▶ [Do this] Find every line in the source data below that contains the word "person", and copy each one.

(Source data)
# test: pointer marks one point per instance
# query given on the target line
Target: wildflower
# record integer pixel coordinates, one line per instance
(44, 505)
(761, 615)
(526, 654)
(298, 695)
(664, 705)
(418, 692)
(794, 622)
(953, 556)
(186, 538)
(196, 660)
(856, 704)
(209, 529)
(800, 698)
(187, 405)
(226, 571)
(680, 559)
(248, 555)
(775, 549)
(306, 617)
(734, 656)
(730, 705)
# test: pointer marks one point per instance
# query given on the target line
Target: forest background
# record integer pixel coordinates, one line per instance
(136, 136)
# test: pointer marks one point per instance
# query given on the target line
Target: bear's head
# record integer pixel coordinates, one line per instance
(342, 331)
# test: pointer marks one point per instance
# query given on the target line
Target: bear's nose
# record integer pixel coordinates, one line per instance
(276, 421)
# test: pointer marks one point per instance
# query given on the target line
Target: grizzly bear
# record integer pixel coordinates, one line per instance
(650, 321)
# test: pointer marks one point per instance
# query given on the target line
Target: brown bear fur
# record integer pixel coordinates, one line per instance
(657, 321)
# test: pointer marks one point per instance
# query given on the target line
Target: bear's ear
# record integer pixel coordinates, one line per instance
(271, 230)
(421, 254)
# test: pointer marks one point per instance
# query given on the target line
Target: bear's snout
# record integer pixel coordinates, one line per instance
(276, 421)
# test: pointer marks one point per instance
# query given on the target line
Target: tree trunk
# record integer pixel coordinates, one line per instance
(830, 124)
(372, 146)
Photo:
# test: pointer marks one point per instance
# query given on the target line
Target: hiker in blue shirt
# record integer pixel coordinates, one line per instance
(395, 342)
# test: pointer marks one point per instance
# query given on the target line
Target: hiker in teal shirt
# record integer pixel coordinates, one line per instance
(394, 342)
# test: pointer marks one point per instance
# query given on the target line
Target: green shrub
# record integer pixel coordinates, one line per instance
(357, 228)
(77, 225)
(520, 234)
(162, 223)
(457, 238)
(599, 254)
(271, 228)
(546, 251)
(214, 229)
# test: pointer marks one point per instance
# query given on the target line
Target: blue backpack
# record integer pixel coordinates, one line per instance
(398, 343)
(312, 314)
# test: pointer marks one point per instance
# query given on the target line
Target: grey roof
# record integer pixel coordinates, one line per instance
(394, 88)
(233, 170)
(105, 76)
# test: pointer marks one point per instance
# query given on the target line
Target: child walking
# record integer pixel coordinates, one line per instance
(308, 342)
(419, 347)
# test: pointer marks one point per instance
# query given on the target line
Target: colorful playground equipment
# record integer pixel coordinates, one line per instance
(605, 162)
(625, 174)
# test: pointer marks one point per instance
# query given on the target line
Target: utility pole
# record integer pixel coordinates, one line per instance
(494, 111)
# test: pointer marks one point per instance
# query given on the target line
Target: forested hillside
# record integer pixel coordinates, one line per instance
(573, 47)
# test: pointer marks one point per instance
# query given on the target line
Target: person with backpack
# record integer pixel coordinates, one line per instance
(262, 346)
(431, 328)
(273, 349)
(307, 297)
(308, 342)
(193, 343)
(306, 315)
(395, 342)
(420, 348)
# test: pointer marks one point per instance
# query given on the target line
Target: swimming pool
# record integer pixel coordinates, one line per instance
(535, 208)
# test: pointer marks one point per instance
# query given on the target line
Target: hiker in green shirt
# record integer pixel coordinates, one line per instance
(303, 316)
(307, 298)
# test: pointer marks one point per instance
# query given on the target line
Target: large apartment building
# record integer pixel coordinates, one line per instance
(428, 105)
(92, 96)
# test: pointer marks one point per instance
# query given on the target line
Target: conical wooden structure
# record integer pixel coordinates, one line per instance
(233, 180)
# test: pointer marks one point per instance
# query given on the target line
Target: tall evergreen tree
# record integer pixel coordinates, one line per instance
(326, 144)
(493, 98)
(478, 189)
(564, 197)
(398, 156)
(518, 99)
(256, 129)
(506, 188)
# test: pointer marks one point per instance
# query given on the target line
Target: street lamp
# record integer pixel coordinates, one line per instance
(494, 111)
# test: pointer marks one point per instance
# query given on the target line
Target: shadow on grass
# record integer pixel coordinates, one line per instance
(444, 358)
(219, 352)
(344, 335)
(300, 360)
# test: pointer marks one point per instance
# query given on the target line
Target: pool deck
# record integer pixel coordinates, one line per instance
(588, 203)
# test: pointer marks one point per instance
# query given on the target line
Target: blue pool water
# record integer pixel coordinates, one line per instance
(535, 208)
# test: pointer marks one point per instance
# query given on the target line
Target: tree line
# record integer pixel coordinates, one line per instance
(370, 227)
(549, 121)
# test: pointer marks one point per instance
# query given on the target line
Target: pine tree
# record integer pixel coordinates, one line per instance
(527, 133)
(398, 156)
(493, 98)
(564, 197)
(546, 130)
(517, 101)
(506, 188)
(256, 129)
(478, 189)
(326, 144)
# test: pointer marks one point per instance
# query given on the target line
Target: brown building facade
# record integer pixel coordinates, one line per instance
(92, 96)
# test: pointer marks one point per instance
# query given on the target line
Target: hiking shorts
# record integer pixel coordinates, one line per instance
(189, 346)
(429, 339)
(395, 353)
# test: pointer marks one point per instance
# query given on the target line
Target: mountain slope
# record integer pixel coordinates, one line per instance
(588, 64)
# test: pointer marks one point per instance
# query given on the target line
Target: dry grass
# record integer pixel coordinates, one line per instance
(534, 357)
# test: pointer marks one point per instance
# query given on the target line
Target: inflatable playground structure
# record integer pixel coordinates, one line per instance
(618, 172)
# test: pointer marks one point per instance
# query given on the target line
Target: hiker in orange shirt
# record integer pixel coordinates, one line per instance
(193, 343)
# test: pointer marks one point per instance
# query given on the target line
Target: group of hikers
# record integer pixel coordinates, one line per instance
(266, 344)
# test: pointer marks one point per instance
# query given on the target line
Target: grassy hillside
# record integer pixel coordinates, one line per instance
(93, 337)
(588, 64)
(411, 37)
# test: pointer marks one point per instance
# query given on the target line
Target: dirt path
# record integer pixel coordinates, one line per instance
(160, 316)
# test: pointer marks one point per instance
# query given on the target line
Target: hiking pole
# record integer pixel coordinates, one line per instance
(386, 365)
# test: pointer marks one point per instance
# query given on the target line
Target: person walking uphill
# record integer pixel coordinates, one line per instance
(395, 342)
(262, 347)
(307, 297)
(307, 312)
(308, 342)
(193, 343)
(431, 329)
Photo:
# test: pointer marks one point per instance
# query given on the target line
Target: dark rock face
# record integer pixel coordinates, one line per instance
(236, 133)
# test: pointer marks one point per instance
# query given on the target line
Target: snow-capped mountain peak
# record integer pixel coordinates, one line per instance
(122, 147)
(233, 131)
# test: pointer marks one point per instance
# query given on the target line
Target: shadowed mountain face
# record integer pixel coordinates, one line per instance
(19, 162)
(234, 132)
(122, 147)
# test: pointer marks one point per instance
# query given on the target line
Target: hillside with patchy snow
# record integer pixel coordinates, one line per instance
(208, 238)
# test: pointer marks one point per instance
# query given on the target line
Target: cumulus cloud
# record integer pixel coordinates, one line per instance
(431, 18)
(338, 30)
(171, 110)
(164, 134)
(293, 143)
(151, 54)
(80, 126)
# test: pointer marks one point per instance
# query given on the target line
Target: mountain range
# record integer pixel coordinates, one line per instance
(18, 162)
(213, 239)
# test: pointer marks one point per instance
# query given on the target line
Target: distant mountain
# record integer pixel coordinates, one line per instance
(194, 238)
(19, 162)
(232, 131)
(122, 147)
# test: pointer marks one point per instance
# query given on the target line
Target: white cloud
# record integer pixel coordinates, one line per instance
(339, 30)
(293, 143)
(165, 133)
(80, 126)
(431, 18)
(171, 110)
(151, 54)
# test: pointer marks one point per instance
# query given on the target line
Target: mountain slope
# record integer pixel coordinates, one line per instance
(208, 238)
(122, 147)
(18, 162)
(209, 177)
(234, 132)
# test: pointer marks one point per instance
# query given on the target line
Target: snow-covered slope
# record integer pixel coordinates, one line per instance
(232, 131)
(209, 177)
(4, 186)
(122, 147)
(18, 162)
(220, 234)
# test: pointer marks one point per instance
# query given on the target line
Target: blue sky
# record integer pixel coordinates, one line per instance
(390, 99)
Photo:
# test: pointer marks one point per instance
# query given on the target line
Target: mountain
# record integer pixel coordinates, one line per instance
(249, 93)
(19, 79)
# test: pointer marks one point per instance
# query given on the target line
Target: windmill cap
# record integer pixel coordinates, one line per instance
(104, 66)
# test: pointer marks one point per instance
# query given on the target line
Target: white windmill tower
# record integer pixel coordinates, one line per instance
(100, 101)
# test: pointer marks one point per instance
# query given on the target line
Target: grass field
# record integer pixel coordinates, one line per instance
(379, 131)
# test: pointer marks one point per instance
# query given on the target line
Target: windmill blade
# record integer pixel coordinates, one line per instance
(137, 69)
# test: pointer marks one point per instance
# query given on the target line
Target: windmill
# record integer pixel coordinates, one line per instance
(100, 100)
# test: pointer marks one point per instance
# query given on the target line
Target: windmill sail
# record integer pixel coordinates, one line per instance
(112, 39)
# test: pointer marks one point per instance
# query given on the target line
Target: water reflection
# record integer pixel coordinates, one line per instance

▶ [Task response]
Target: person with backpack
Target: person walking uphill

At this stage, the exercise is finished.